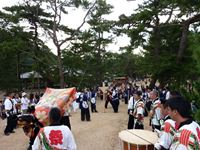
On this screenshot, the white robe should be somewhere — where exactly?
[32,125,76,150]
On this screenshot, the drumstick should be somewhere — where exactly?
[127,129,154,144]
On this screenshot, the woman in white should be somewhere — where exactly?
[32,107,76,150]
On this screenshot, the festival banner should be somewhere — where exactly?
[35,87,76,126]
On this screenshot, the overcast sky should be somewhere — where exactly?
[0,0,142,53]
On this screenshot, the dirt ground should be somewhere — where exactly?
[0,100,150,150]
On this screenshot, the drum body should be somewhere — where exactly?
[122,141,154,150]
[119,129,158,150]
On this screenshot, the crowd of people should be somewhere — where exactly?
[0,79,200,150]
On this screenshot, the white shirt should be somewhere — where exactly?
[32,125,76,150]
[151,99,162,126]
[154,119,176,150]
[21,97,30,110]
[4,97,13,110]
[4,97,13,117]
[170,121,200,150]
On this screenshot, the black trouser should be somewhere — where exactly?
[152,124,161,132]
[91,103,97,112]
[124,96,128,104]
[81,108,90,121]
[60,116,71,130]
[112,100,119,113]
[128,115,135,129]
[4,115,14,134]
[105,100,112,108]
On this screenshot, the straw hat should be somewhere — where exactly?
[22,92,27,97]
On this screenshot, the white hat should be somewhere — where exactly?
[22,92,27,97]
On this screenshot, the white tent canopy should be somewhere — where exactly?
[20,71,42,79]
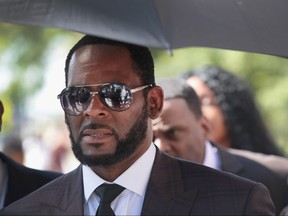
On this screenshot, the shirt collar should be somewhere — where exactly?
[203,141,221,170]
[82,144,156,202]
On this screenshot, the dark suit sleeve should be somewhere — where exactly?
[244,183,275,215]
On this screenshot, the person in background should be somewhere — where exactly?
[0,101,61,209]
[4,35,274,215]
[152,77,288,214]
[182,66,283,156]
[1,134,25,165]
[181,66,288,182]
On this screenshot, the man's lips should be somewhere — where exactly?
[82,129,113,143]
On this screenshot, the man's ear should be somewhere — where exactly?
[201,115,211,138]
[147,86,164,119]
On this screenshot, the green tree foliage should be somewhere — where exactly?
[0,23,80,132]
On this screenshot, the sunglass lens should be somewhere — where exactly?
[61,87,90,115]
[98,83,132,111]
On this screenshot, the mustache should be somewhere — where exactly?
[79,123,116,139]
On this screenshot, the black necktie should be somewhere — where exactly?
[95,183,125,216]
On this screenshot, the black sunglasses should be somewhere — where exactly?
[57,83,155,116]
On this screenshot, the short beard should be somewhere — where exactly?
[65,106,149,167]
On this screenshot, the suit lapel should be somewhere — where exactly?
[141,149,197,215]
[35,165,84,215]
[214,145,245,175]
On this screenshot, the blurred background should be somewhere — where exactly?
[0,23,288,173]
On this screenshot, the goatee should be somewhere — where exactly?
[65,106,149,166]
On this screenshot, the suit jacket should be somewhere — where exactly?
[228,149,288,181]
[4,149,274,215]
[216,146,288,215]
[0,152,61,206]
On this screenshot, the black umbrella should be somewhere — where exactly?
[0,0,288,56]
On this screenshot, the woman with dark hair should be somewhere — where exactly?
[182,67,283,156]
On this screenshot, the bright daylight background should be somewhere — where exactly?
[0,24,288,172]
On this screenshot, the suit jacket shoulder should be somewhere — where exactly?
[216,146,288,215]
[142,150,274,215]
[4,150,274,215]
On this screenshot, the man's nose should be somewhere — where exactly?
[83,93,109,118]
+===+
**TASK TO COMPLETE:** Reproduce every line from the line with "On this screenshot, the drumstick" to the line with "[35,87,76,126]", both included, keeping the requests unchanged. Scale each bounding-box coordinate in the answers by 2.3, rounding to whole numbers with halves rounded up, and return only those lines.

**FINAL ANSWER:**
On this screenshot, the drumstick should be somewhere — where exactly?
[292,297,354,331]
On this screenshot, the woman in white should be somewhere — where exactly?
[74,246,175,345]
On this screenshot, the festival banner should be somewhere — where exactly?
[81,200,175,290]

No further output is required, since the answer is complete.